Сказать еще? - Златого утра краше!
Сказать еще? - Один во всей веленной!
Самой Любви младой военнопленный,
Рукой Челлини ваянная чаша... [4,II,с.321].
Она любит и страдает, понимая, что любит без взаимности, разбиваясь о бессчувственность своего героя. Но как бывает с любовью - пока она жива, она непобедима рассудком.
Не упокоюсь, пока не увижу.
Не успокоюсь, пока не услышу.
Вашего взора пока не увижу,
Вашего слова пока не услышу.
Что-то сходится - самая малость!
Кто мне в задаче исправит ошибку?
Солоно-солоно сердцу досталась
Сладкая-сладкая Ваша улыбка!
- Дура - мне внуки на урне напишут
И повторю - упрямо и слабо:
Не упокоюсь, пока не увижу.
Не успокоюсь, пока не услышу [4,II,с.325].
Стихотворный цикл "Комедьянт" осуществляет попытку Цветаевой говорить разными голосами. Исследователи определяют это время как период цветаевского "многоголосья", где циклы представлены ролевыми субъектами.
Голос самой Цветаевой в цикле "Комедьянт": любящей, отвергнутой, страдающей. Но поэт-Цветаева противостоит женщине, не хочет, чтобы отношения переросли в драму или трагедию. Это чувство, эта любовная игра, не настолько серьезны, и Цветаева иронией, стилизацией под театральную условность - "лицедейство" - сводит все к простому приключению. С первого стихотворения "Комедьянта" она пытается уверить читателя - и, очевидно, самое себя - что это не всерьез, что это почти театральная сцена, за которой и сама она следит как бы со стороны:
Не любовь, а лихорадка!

- Записанные данные:
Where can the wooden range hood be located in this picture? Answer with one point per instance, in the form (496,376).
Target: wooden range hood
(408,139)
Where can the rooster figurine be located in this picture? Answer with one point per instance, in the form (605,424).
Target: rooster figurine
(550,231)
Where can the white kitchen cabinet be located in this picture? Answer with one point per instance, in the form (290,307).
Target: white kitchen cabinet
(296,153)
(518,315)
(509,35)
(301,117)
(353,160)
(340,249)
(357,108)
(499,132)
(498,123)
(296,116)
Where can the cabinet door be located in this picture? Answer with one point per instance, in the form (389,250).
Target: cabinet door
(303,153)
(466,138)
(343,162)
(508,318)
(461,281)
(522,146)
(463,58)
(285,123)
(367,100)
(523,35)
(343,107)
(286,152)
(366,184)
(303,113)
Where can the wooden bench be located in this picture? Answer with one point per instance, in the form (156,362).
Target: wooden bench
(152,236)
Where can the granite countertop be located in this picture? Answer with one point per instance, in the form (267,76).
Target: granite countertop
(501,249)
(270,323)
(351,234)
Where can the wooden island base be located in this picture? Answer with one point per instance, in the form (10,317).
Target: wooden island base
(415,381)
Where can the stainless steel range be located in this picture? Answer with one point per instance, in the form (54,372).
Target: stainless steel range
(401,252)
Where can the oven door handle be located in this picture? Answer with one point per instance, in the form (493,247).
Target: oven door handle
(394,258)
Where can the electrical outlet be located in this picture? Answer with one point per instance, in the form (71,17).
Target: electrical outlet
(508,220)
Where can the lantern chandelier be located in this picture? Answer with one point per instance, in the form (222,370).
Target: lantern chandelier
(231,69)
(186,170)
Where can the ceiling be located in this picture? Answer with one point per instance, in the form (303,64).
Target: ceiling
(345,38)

- Условие задания: Воспроизведите дословно фрагмент текста о стихах Цветаевой, начиная со слов «Сказать еще? - Златого» и заканчивая словами «Сладкая-сладкая Ваша улыбка!». Этот материал никак не связан с текстом о стихах Цветаевой.

- Решение задания:
Сказать еще? - Златого утра краше!
Сказать еще? - Один во всей веленной!
Самой Любви младой военнопленный,
Рукой Челлини ваянная чаша... [4,II,с.321].
Она любит и страдает, понимая, что любит без взаимности, разбиваясь о бессчувственность своего героя. Но как бывает с любовью - пока она жива, она непобедима рассудком.
Не упокоюсь, пока не увижу.
Не успокоюсь, пока не услышу.
Вашего взора пока не увижу,
Вашего слова пока не услышу.
Что-то сходится - самая малость!
Кто мне в задаче исправит ошибку?
Солоно-солоно сердцу досталась
Сладкая-сладкая Ваша улыбка!